- _Data to use_:
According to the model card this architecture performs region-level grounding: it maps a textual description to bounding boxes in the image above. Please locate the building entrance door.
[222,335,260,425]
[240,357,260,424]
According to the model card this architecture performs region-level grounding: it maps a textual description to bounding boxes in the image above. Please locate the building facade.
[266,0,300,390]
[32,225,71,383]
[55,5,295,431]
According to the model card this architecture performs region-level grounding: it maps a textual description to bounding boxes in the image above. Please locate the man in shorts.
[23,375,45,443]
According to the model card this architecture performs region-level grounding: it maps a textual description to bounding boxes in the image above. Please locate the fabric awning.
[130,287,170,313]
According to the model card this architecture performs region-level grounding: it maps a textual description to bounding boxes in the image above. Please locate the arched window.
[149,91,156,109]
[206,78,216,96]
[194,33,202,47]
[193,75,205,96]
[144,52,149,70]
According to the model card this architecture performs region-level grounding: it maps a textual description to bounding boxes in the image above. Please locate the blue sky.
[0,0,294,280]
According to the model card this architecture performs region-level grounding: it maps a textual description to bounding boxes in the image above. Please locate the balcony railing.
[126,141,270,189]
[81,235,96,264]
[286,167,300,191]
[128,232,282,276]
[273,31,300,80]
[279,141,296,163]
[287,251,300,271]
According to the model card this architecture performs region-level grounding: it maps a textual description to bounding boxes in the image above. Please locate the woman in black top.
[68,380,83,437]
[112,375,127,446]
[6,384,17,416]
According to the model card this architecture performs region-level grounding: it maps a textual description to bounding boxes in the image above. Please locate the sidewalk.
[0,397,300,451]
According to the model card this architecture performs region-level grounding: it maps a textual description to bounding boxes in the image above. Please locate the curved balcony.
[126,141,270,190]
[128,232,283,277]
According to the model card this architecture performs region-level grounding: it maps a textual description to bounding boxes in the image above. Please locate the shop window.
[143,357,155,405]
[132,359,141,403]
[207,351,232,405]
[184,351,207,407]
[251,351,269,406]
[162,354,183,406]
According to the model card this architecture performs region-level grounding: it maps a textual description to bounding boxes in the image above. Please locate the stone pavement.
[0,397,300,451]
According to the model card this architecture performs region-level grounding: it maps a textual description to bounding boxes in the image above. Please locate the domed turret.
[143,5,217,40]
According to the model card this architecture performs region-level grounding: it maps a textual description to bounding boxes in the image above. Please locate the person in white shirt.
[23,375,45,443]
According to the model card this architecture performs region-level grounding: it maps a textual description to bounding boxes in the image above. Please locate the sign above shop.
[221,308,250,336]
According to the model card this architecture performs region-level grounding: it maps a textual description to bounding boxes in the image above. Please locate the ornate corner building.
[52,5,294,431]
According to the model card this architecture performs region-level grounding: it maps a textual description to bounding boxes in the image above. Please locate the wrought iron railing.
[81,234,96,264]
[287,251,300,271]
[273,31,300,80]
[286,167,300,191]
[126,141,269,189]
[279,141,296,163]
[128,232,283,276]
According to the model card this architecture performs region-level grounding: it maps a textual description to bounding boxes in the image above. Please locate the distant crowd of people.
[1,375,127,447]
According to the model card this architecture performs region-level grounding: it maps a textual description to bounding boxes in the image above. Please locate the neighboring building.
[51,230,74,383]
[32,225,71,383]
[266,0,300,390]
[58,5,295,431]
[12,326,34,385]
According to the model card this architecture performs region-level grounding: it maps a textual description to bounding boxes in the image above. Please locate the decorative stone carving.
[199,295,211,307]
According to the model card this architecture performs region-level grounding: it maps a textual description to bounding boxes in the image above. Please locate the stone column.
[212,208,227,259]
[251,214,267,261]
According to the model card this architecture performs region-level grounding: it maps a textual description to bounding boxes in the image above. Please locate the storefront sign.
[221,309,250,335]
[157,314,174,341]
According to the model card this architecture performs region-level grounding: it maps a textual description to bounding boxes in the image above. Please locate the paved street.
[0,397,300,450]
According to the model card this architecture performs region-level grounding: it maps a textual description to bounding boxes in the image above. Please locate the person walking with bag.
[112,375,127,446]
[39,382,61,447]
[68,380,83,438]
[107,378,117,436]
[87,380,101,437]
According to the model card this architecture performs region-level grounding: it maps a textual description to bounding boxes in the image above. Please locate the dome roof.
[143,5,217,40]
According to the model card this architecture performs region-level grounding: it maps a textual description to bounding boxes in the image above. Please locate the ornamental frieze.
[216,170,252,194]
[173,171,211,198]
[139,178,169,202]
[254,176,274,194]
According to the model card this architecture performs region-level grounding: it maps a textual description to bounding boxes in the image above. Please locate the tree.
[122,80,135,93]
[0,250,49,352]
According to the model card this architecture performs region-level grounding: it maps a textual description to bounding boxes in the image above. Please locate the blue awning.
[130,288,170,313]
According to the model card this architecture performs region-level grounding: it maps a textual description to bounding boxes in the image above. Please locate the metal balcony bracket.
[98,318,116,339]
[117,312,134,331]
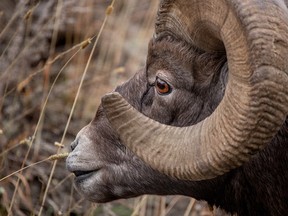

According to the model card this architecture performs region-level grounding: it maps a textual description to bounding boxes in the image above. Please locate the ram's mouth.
[73,169,100,181]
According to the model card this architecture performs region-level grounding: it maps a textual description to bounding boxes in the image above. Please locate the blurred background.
[0,0,212,216]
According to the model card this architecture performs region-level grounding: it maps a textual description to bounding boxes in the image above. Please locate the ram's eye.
[155,77,171,95]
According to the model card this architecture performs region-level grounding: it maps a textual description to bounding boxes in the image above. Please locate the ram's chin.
[74,170,137,203]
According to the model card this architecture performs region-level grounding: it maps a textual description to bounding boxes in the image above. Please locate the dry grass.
[0,0,216,216]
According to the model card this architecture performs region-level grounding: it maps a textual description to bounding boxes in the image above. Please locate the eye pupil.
[156,77,171,94]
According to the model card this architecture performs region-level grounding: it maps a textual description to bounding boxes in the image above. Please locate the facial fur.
[67,38,227,202]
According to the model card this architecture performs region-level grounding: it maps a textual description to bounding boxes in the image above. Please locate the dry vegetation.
[0,0,218,216]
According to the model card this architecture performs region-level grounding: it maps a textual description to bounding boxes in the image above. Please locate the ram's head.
[67,0,288,205]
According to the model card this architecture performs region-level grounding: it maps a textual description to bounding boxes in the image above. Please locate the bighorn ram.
[67,0,288,216]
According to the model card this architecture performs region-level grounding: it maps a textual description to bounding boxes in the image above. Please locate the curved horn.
[102,0,288,180]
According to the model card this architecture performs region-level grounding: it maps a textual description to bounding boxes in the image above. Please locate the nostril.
[70,139,78,151]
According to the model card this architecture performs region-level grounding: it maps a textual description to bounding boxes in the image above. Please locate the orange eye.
[155,77,171,94]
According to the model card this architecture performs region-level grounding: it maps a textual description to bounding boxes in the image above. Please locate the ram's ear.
[102,0,288,180]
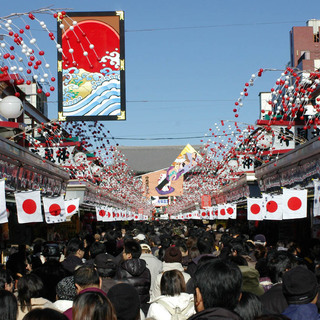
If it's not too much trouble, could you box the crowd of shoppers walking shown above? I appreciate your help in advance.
[0,221,320,320]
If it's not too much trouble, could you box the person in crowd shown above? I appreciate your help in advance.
[253,234,267,247]
[72,291,117,320]
[239,266,264,296]
[107,283,145,320]
[17,274,54,320]
[61,238,85,275]
[64,265,106,320]
[189,259,242,320]
[140,243,162,296]
[53,276,77,312]
[147,270,195,320]
[116,240,151,313]
[229,236,256,268]
[186,232,216,277]
[260,250,295,314]
[22,308,68,320]
[253,244,272,292]
[0,269,14,292]
[282,266,320,320]
[94,253,118,293]
[151,246,191,301]
[0,289,18,320]
[234,292,262,320]
[32,243,68,302]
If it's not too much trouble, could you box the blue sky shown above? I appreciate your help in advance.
[1,0,320,146]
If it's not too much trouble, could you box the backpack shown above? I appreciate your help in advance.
[157,300,193,320]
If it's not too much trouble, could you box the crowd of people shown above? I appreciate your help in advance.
[0,221,320,320]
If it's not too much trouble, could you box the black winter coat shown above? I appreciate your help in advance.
[188,308,242,320]
[116,259,151,311]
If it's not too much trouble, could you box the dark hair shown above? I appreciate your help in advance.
[124,240,141,259]
[197,233,214,254]
[189,247,200,259]
[0,290,18,320]
[254,314,290,320]
[160,270,186,296]
[17,273,43,312]
[234,292,262,320]
[267,251,295,283]
[194,259,242,310]
[89,241,106,259]
[72,291,117,320]
[0,269,13,289]
[74,265,100,288]
[23,308,68,320]
[66,238,84,256]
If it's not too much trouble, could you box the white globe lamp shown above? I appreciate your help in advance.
[0,96,23,119]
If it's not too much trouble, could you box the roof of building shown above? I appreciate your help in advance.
[118,145,200,175]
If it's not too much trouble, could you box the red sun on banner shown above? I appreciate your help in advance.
[67,204,77,213]
[266,200,278,213]
[227,208,233,214]
[99,210,106,217]
[22,199,37,214]
[49,203,61,217]
[62,19,120,72]
[288,197,302,211]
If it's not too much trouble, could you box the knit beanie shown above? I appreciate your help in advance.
[282,266,318,304]
[164,246,182,263]
[107,283,140,320]
[56,276,77,301]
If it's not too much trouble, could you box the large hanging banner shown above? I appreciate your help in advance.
[14,191,43,223]
[58,11,126,121]
[42,196,66,223]
[155,144,201,196]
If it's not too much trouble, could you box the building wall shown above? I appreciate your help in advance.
[290,26,320,71]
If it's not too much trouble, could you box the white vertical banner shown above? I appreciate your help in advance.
[42,196,67,223]
[0,180,8,223]
[313,179,320,217]
[64,198,80,217]
[226,203,237,219]
[14,191,43,223]
[247,198,265,221]
[218,203,228,220]
[96,206,107,221]
[283,188,308,220]
[263,194,283,220]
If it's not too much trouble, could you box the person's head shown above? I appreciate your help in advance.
[0,290,18,320]
[0,269,14,292]
[17,273,43,311]
[72,291,117,320]
[282,266,318,304]
[194,259,242,312]
[163,246,182,263]
[122,240,141,260]
[67,238,85,259]
[197,233,214,254]
[234,292,262,320]
[107,283,140,320]
[89,241,106,259]
[74,265,101,293]
[22,308,68,320]
[94,253,117,278]
[140,243,151,253]
[56,276,77,301]
[160,270,186,296]
[267,251,295,283]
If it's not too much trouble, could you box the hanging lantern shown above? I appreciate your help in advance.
[0,96,23,119]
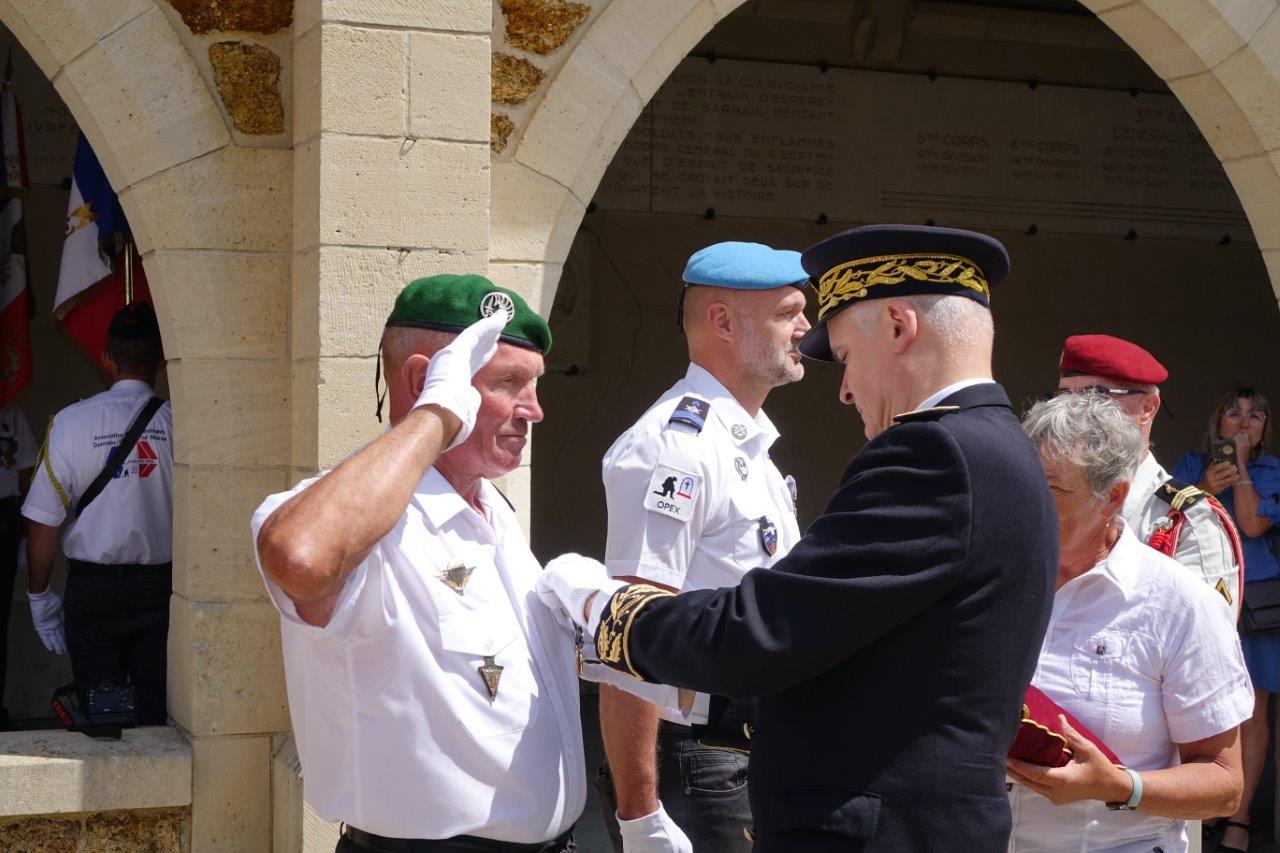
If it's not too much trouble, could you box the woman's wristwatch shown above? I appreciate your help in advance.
[1107,767,1142,812]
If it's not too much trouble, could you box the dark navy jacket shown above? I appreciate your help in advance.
[614,383,1057,853]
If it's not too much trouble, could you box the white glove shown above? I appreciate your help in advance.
[536,553,627,638]
[413,310,511,451]
[27,588,67,654]
[618,803,694,853]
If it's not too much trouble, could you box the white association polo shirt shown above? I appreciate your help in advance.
[1009,526,1253,853]
[22,379,173,566]
[252,469,586,844]
[591,364,800,725]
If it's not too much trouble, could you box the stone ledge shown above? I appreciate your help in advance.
[0,726,191,817]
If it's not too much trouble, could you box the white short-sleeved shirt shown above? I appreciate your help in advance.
[1009,528,1253,853]
[0,406,36,498]
[22,379,173,566]
[591,364,800,724]
[1120,453,1240,613]
[252,469,586,844]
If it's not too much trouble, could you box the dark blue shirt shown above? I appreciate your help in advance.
[1174,452,1280,581]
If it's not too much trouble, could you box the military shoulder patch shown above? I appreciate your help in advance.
[893,406,960,424]
[667,397,712,433]
[1156,480,1208,510]
[644,465,703,523]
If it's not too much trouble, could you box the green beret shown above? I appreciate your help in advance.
[387,275,552,355]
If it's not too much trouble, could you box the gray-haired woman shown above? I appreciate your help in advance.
[1007,394,1253,853]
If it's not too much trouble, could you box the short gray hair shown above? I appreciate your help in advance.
[1023,393,1147,501]
[855,293,996,350]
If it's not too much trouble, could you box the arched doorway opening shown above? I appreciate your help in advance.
[494,0,1280,840]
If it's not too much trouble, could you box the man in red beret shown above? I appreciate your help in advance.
[1057,334,1243,611]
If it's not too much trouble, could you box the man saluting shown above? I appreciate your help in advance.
[539,225,1057,853]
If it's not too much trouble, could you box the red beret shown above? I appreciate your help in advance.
[1057,334,1169,386]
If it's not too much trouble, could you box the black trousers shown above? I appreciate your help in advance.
[0,497,22,729]
[334,826,577,853]
[595,720,751,853]
[63,560,173,726]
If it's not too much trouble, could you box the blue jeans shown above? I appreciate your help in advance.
[595,721,751,853]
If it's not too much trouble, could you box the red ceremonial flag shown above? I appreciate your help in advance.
[0,58,32,406]
[58,243,154,374]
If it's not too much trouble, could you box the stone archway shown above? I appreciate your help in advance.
[490,0,1280,311]
[0,0,293,849]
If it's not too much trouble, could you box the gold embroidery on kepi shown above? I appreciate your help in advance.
[595,584,673,679]
[818,252,991,323]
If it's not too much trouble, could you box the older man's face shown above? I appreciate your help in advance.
[827,302,893,439]
[449,343,544,479]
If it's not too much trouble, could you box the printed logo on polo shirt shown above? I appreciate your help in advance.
[106,439,159,480]
[644,465,703,521]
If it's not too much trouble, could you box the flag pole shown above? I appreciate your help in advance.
[124,240,133,306]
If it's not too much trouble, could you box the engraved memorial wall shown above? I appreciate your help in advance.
[595,59,1252,241]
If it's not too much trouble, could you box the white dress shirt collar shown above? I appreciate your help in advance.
[914,377,996,411]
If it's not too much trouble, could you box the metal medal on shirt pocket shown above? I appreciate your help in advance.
[1071,628,1129,699]
[755,516,778,557]
[644,465,703,521]
[436,560,475,596]
[436,607,544,738]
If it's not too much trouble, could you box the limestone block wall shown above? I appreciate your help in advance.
[289,0,492,478]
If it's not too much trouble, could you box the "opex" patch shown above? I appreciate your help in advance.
[644,465,703,521]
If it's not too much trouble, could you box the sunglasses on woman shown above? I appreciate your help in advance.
[1222,409,1267,424]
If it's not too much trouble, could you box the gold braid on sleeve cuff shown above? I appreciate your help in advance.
[595,584,675,681]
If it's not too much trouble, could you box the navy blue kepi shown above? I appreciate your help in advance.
[800,225,1009,361]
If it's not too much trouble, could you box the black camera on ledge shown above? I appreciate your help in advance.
[50,679,138,739]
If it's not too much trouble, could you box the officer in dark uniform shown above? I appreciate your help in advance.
[540,225,1057,853]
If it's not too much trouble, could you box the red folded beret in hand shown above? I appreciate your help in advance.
[1059,334,1169,386]
[1009,686,1124,767]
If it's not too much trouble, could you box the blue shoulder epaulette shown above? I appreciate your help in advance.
[667,397,712,433]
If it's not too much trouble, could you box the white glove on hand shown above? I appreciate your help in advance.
[27,589,67,654]
[618,803,694,853]
[536,553,627,638]
[413,310,511,451]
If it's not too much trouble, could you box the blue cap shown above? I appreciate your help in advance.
[684,242,809,291]
[800,225,1009,361]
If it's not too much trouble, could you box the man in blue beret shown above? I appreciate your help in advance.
[252,275,586,853]
[539,225,1057,853]
[589,242,809,853]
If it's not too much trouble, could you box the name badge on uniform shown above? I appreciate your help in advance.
[644,465,703,521]
[756,516,778,557]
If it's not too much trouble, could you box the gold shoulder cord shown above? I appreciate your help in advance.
[36,415,72,510]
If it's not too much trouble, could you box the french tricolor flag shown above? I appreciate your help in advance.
[54,133,151,369]
[0,66,32,406]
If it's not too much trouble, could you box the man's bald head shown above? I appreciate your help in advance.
[682,284,809,398]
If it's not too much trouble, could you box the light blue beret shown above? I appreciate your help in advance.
[684,242,809,291]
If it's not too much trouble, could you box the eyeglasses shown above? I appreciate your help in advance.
[1222,409,1267,424]
[1057,386,1147,397]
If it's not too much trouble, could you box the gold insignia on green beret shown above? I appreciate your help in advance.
[818,252,991,323]
[387,275,552,355]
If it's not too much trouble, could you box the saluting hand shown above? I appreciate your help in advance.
[413,310,511,450]
[1005,715,1133,806]
[536,553,626,637]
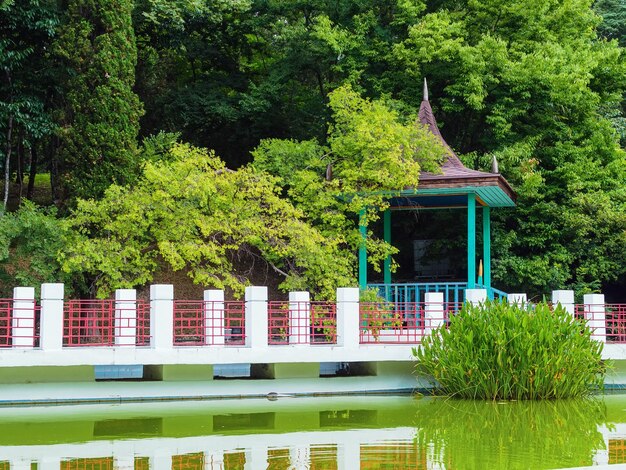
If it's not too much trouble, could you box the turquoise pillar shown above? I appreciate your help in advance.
[383,209,391,284]
[483,207,491,291]
[467,194,476,289]
[359,209,367,290]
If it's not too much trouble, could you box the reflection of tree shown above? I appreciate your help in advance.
[416,399,606,470]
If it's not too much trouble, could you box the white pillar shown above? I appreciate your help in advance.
[113,454,135,470]
[150,284,174,349]
[337,287,361,349]
[114,289,137,346]
[508,294,528,307]
[424,292,445,335]
[583,294,606,343]
[245,286,268,349]
[289,291,311,344]
[465,289,487,305]
[9,459,31,470]
[552,290,574,315]
[204,289,224,346]
[149,448,172,470]
[37,456,61,470]
[289,445,311,469]
[39,284,64,351]
[243,447,268,470]
[204,450,224,470]
[337,438,361,470]
[11,287,35,348]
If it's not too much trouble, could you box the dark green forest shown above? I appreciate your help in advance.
[0,0,626,301]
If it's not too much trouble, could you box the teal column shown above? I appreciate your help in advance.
[483,207,491,290]
[467,194,476,289]
[359,209,367,290]
[383,209,391,284]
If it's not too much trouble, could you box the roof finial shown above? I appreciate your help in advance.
[491,154,500,174]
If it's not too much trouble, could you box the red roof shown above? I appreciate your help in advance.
[418,82,515,200]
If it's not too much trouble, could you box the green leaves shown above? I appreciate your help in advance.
[414,302,605,400]
[64,144,354,298]
[54,0,143,198]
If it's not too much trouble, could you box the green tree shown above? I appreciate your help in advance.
[0,0,59,210]
[62,144,354,298]
[394,0,626,293]
[253,86,445,271]
[54,0,142,202]
[0,201,75,297]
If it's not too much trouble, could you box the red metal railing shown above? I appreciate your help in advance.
[359,302,463,344]
[63,299,150,346]
[174,300,245,346]
[0,299,13,348]
[605,304,626,343]
[267,301,337,345]
[574,304,626,343]
[0,299,40,348]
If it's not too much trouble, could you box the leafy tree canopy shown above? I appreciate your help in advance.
[62,144,354,296]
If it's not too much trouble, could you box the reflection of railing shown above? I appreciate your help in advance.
[0,427,421,470]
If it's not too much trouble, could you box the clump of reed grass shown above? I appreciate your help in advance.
[413,301,605,400]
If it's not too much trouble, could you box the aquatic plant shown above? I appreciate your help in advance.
[413,302,605,400]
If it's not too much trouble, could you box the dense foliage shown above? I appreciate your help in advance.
[0,0,626,294]
[64,145,354,298]
[414,301,605,400]
[0,201,75,298]
[54,0,142,198]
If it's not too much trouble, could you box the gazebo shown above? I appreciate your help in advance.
[359,80,516,302]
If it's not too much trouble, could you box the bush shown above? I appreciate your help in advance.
[413,302,605,400]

- _Given exercise_: Give back the lines above unchanged, starting with the very first line and ending with the line that contains "[0,0,294,280]", that line included.

- _Expected answer_:
According to the model card this architecture performs region-level grounding: it maps a textual description to bounding boxes in the image above. Please locate the building entrance door.
[222,335,260,425]
[240,357,260,424]
According to the model card this architecture performs region-level grounding: it maps a textual description to bounding boxes in the image above. Please locate the building facade.
[266,0,300,390]
[32,225,71,383]
[55,5,295,431]
According to the model card this architecture performs region-level grounding: it maps a textual description to bounding boxes in the image above. Please locate the man in shorts.
[23,375,45,443]
According to the model card this architecture performs region-level grounding: it maps a textual description to bounding boxes in the image above. Please locate the fabric awning.
[130,287,170,313]
According to the model card this architecture performs region-level grounding: it maps a textual description to bounding boxes in the image above. Please locate the arched window.
[149,91,156,109]
[206,78,216,96]
[194,33,202,47]
[193,75,205,96]
[144,52,149,70]
According to the model card this architecture performs region-level grounding: it maps a textual description to bounding boxes in the image above. Please locate the blue sky.
[0,0,294,280]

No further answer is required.